#### EXTRACTED DATA

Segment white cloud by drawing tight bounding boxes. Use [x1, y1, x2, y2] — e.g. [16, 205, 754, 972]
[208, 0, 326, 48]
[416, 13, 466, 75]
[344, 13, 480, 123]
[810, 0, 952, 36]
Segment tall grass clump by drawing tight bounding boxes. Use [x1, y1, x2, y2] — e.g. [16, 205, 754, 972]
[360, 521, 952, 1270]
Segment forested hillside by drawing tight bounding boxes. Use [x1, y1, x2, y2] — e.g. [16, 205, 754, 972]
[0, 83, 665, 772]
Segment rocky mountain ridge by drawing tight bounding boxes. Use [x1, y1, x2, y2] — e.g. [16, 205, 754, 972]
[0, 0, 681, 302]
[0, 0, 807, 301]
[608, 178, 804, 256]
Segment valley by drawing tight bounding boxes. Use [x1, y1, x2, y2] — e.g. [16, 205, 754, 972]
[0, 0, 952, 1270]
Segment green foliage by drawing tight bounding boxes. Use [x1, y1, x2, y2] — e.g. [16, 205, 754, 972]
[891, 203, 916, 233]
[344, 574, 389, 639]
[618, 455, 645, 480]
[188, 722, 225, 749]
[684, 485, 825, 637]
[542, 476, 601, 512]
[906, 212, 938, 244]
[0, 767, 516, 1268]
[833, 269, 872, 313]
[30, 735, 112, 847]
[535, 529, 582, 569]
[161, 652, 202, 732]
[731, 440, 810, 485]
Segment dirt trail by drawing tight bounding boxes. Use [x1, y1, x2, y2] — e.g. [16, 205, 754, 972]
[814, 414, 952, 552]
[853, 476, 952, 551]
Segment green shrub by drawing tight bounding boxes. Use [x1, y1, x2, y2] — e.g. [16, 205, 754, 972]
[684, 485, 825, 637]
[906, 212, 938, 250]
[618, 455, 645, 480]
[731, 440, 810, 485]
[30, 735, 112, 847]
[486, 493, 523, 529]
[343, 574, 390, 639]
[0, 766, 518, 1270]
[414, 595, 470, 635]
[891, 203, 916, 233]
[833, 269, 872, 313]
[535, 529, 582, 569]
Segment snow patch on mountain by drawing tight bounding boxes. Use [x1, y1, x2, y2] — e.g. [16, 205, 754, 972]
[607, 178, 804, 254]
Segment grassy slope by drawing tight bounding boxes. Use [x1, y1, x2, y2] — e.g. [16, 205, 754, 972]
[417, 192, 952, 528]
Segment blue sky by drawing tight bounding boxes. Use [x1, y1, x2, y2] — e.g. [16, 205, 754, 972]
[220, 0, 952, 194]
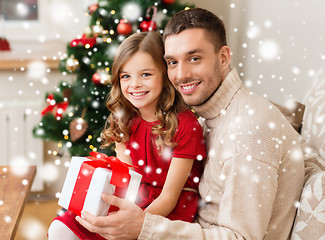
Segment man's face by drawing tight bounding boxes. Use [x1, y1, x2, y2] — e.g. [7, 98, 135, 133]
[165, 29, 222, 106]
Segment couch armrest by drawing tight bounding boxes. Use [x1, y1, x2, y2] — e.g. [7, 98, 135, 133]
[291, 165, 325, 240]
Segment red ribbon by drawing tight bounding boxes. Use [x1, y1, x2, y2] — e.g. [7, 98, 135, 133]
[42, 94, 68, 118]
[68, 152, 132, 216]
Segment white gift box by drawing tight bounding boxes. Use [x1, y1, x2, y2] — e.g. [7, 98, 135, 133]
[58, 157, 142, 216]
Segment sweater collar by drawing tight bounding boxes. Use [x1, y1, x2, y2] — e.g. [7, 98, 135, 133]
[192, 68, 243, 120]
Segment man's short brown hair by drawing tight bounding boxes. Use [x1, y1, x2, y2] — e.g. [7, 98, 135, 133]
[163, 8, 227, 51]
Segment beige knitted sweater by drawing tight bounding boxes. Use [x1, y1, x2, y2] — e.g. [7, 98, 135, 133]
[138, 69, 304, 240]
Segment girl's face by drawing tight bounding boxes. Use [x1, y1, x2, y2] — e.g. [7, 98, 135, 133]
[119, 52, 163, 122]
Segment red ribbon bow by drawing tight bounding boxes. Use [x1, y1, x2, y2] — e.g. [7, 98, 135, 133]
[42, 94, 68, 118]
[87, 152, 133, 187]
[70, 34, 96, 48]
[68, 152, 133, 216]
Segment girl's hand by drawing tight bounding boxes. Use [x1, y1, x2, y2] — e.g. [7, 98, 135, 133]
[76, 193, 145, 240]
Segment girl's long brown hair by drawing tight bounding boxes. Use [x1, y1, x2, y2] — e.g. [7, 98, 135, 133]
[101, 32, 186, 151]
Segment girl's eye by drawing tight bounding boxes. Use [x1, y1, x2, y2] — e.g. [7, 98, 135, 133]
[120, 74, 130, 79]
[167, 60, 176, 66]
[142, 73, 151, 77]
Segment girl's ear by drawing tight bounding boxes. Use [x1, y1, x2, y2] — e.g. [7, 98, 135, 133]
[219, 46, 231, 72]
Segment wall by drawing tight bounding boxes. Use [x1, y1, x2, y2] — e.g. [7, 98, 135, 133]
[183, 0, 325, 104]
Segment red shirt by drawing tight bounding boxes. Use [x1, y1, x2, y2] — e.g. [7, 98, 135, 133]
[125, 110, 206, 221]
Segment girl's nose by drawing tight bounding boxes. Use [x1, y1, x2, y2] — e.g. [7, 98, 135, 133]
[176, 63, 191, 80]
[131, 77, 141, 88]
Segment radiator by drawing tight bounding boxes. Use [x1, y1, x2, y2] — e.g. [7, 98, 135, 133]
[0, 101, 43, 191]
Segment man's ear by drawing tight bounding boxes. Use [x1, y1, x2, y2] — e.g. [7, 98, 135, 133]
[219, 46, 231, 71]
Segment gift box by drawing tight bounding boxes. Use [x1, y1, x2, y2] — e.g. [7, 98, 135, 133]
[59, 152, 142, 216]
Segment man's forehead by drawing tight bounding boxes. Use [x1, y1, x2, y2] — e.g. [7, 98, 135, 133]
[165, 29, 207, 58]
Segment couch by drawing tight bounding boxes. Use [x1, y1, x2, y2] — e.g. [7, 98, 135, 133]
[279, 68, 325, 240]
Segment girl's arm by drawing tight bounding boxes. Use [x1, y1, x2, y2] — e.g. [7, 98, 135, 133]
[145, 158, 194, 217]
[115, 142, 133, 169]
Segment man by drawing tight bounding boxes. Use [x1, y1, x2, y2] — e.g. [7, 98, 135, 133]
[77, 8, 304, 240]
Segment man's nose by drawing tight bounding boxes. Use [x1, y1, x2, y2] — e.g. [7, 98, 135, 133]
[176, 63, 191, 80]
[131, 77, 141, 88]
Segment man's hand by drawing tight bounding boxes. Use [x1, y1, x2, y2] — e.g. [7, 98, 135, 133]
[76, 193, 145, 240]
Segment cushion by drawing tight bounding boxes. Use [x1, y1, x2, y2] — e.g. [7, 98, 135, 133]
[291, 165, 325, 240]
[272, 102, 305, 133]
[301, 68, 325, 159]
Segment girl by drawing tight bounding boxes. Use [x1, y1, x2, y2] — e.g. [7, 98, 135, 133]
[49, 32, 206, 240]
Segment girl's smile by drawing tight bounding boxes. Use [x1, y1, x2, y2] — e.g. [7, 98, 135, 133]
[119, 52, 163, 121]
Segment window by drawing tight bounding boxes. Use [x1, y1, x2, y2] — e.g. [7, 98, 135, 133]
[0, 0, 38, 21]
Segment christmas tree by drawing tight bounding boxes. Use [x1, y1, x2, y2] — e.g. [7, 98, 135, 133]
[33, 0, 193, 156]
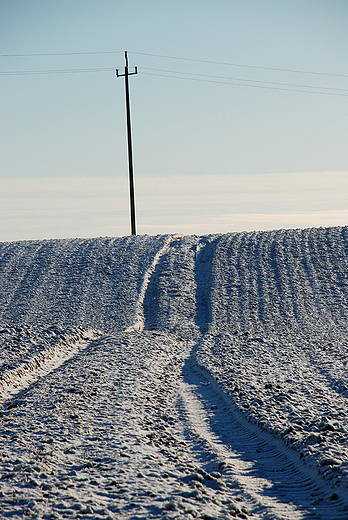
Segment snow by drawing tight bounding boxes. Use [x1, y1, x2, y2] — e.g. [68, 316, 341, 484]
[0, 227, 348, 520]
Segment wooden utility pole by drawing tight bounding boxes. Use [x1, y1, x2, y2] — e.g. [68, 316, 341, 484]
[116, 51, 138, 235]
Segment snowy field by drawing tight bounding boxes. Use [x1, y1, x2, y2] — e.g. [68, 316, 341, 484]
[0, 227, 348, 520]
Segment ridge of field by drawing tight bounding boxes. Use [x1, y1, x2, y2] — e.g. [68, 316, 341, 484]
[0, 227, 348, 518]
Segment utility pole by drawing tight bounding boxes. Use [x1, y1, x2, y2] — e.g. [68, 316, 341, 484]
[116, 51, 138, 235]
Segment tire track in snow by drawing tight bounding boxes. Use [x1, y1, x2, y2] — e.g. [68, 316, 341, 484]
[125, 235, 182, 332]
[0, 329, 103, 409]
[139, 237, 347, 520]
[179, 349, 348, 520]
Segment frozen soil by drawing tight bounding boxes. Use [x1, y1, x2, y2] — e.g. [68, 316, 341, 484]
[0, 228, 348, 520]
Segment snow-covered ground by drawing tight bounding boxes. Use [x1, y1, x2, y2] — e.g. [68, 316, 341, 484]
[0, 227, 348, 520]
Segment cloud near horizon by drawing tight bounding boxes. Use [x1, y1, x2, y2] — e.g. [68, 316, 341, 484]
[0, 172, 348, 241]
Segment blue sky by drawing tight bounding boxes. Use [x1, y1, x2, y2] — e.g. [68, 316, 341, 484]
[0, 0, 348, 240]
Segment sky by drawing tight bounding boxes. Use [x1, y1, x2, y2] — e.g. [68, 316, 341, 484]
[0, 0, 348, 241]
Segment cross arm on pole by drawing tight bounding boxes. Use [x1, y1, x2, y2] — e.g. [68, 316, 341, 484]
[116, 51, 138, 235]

########
#### EXTRACTED DATA

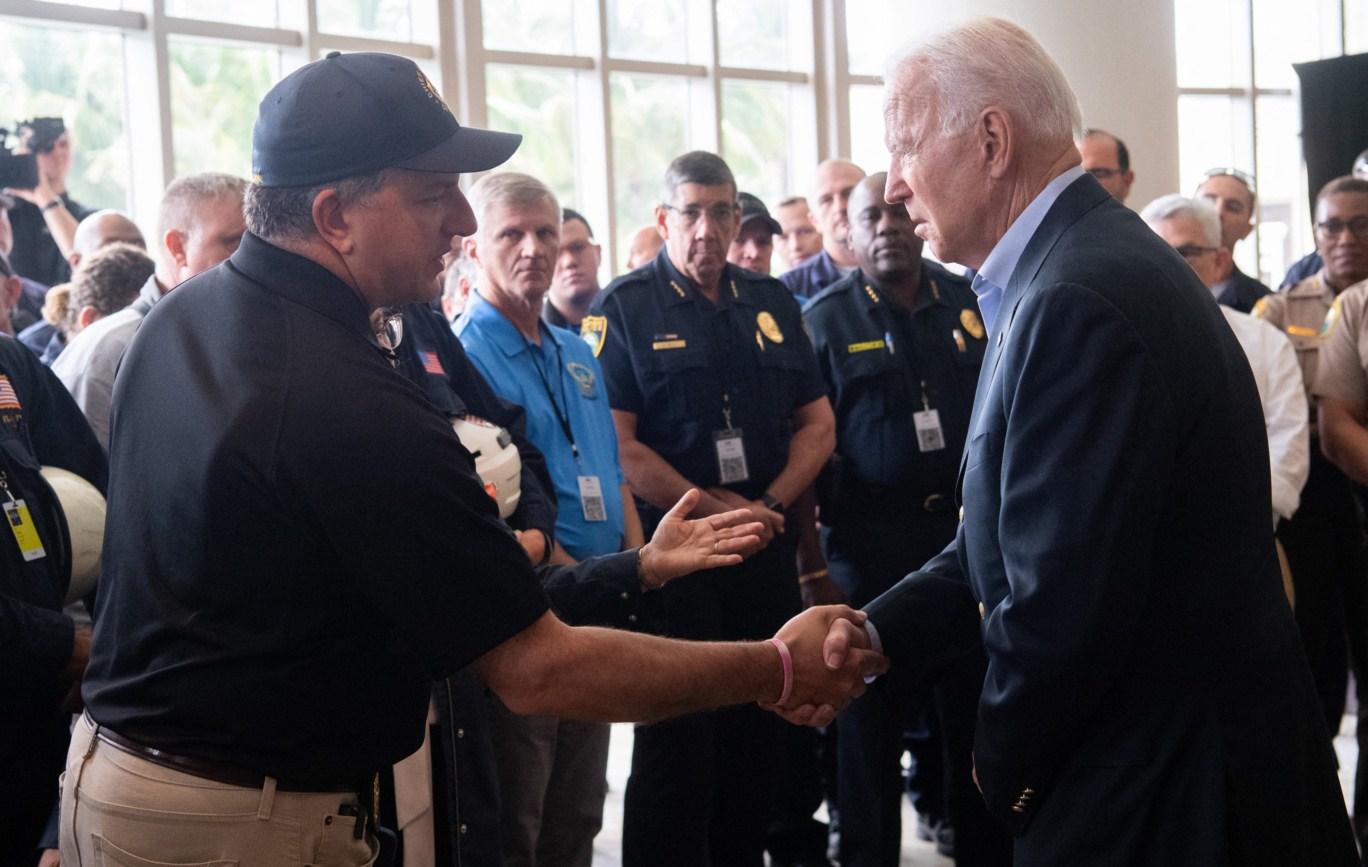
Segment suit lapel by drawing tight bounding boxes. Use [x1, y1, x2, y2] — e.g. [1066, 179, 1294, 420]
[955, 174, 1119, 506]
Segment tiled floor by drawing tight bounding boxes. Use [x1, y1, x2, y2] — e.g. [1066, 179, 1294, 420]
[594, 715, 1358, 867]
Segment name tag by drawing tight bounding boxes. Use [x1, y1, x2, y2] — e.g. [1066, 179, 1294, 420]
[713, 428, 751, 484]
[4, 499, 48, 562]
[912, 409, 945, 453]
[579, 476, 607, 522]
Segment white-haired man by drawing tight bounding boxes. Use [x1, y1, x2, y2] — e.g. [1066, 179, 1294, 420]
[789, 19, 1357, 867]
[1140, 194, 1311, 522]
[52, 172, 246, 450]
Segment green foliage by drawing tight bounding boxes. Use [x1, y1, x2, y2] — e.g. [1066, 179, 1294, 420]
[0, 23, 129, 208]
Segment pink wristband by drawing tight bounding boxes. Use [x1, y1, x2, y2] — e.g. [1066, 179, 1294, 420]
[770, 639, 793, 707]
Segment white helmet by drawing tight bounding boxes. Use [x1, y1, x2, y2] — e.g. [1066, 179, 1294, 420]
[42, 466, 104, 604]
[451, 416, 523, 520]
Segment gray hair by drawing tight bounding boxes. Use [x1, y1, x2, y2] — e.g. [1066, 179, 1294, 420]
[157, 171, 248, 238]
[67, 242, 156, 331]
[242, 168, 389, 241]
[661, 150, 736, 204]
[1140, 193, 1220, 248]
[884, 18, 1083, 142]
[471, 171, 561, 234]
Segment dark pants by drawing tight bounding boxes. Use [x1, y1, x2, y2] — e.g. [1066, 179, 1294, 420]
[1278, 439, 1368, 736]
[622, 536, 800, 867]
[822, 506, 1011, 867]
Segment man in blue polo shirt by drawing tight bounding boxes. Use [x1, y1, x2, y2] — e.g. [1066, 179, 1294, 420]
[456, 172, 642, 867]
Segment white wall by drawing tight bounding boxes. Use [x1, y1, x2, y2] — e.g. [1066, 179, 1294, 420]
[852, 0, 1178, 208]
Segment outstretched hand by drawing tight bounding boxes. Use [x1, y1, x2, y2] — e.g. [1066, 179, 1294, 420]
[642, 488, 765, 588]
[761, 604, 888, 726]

########

--- WHAT THE TASK ASKS ---
Reproduce the material exactly, starting at the line that contains "Segment christmas tree" and ending at the line that contains "[0, 0, 348, 241]", with both of those lines included and the pictures left out.

--- EXERCISE OUTPUT ---
Segment christmas tree by drawing tight bounding boxes. Use [x1, y1, x2, y2] — e.g. [7, 98, 135, 133]
[33, 0, 193, 156]
Segment snow by drawing tight bounding boxes. Use [x1, y1, x2, y2] — e.g. [68, 316, 341, 484]
[0, 227, 348, 520]
Segment wooden utility pole by drawing tight bounding boxes. Use [x1, y1, x2, y2] — e.g. [68, 316, 341, 484]
[116, 51, 138, 235]
Segment snowy field by drawing tight bounding boxes. Use [x1, y1, x2, y2] — e.g. [68, 316, 341, 484]
[0, 227, 348, 520]
Segment ridge of field by drawing tight bounding boxes. Use [x1, y1, x2, y2] — e.g. [68, 316, 341, 484]
[0, 227, 348, 518]
Segment utility pole by drawing tight bounding boxes. Use [x1, y1, x2, y2] — e.g. [68, 316, 341, 484]
[116, 51, 138, 235]
Segment tire track in snow by drawing tight bounding boxes. Use [x1, y1, x2, y2] — e.g. [68, 316, 341, 484]
[125, 235, 182, 332]
[0, 329, 103, 409]
[139, 237, 347, 520]
[179, 349, 348, 520]
Segment frozen soil by drawing tight bounding boxes. Use [x1, y1, x2, y2] — e.g. [68, 316, 341, 484]
[0, 228, 348, 520]
Segment snow-covered ground by drawing tight bounding boxes. Use [x1, y1, x2, y2] — e.g. [68, 316, 341, 484]
[0, 227, 348, 520]
Segment cloud near horizon by drawing tight bounding boxes. Use [x1, y1, x2, y2] — e.g. [68, 316, 341, 484]
[0, 172, 348, 241]
Segment blue sky by drawing tight bounding boxes. Use [x1, y1, x2, y2] — e.g. [68, 316, 341, 484]
[0, 0, 348, 240]
Segment sky by drawing tight bounding boxes. Use [x1, y1, x2, y2] — e.g. [68, 316, 341, 484]
[0, 0, 348, 241]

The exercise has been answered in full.